BRIEF | Can you format the records below as a two-column CSV headed instruction and svg_paths, with one row per record giving its text and its answer, each in a single quoted field with line breaks replaced by spaces, and with the pictures left out?

RECORD EXCERPTS |

-------------------------

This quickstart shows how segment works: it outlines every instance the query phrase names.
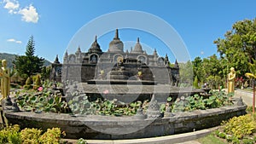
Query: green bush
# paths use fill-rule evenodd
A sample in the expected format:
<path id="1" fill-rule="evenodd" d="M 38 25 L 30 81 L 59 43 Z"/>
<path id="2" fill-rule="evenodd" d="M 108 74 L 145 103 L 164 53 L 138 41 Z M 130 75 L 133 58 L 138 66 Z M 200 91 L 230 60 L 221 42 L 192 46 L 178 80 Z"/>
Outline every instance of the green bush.
<path id="1" fill-rule="evenodd" d="M 247 138 L 247 139 L 242 139 L 242 143 L 243 144 L 254 144 L 254 141 L 253 139 Z"/>
<path id="2" fill-rule="evenodd" d="M 193 82 L 193 87 L 195 89 L 200 89 L 200 87 L 198 86 L 198 78 L 197 76 L 195 77 L 195 80 Z"/>
<path id="3" fill-rule="evenodd" d="M 240 141 L 238 140 L 237 137 L 233 136 L 233 137 L 232 137 L 232 143 L 233 143 L 233 144 L 240 144 Z"/>
<path id="4" fill-rule="evenodd" d="M 59 144 L 61 134 L 60 128 L 48 129 L 47 131 L 40 136 L 39 141 L 42 144 Z"/>
<path id="5" fill-rule="evenodd" d="M 26 80 L 26 84 L 24 85 L 24 89 L 32 89 L 32 80 L 30 77 L 28 77 Z"/>
<path id="6" fill-rule="evenodd" d="M 38 129 L 24 129 L 20 131 L 23 144 L 38 144 L 42 130 Z"/>
<path id="7" fill-rule="evenodd" d="M 244 135 L 249 135 L 253 130 L 256 130 L 256 123 L 250 114 L 234 117 L 223 124 L 224 124 L 224 132 L 234 135 L 238 139 L 242 138 Z"/>
<path id="8" fill-rule="evenodd" d="M 40 75 L 38 74 L 36 76 L 36 79 L 34 81 L 33 89 L 38 89 L 41 85 L 42 85 L 42 84 L 41 84 L 41 78 L 40 78 Z"/>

-------------------------

ANSWER |
instruction,svg_paths
"This quickstart shows how segment works: it outlines every instance the query phrase names. Query: green bush # paths use fill-rule evenodd A sample in the expected format: <path id=""1"" fill-rule=""evenodd"" d=""M 38 25 L 30 81 L 59 43 Z""/> <path id=""2"" fill-rule=""evenodd"" d=""M 108 74 L 145 103 L 164 53 L 138 41 Z M 130 75 L 133 58 L 138 66 Z M 200 91 L 230 60 L 221 42 L 192 46 L 178 80 Z""/> Outline every instance of the green bush.","<path id=""1"" fill-rule=""evenodd"" d=""M 247 138 L 247 139 L 242 139 L 242 143 L 243 144 L 254 144 L 254 141 L 253 139 Z""/> <path id=""2"" fill-rule=""evenodd"" d=""M 193 82 L 193 87 L 195 89 L 200 89 L 200 87 L 198 86 L 198 78 L 197 76 L 195 77 L 195 80 Z""/> <path id=""3"" fill-rule=""evenodd"" d=""M 240 141 L 238 140 L 237 137 L 233 136 L 233 137 L 232 137 L 232 143 L 233 143 L 233 144 L 240 144 Z""/> <path id=""4"" fill-rule=""evenodd"" d=""M 59 144 L 61 134 L 60 128 L 48 129 L 47 131 L 40 136 L 39 141 L 42 144 Z""/> <path id=""5"" fill-rule=""evenodd"" d=""M 26 80 L 26 84 L 24 85 L 24 89 L 32 89 L 32 80 L 30 77 L 28 77 Z""/> <path id=""6"" fill-rule=""evenodd"" d=""M 38 129 L 24 129 L 20 131 L 23 144 L 38 144 L 42 130 Z""/> <path id=""7"" fill-rule=""evenodd"" d=""M 244 135 L 249 135 L 253 130 L 256 130 L 256 123 L 250 114 L 234 117 L 223 124 L 224 124 L 224 132 L 234 135 L 238 139 L 242 138 Z""/> <path id=""8"" fill-rule=""evenodd"" d=""M 40 75 L 38 74 L 36 76 L 36 79 L 34 81 L 33 89 L 38 89 L 41 85 L 42 85 L 42 84 L 41 84 L 41 78 L 40 78 Z""/>"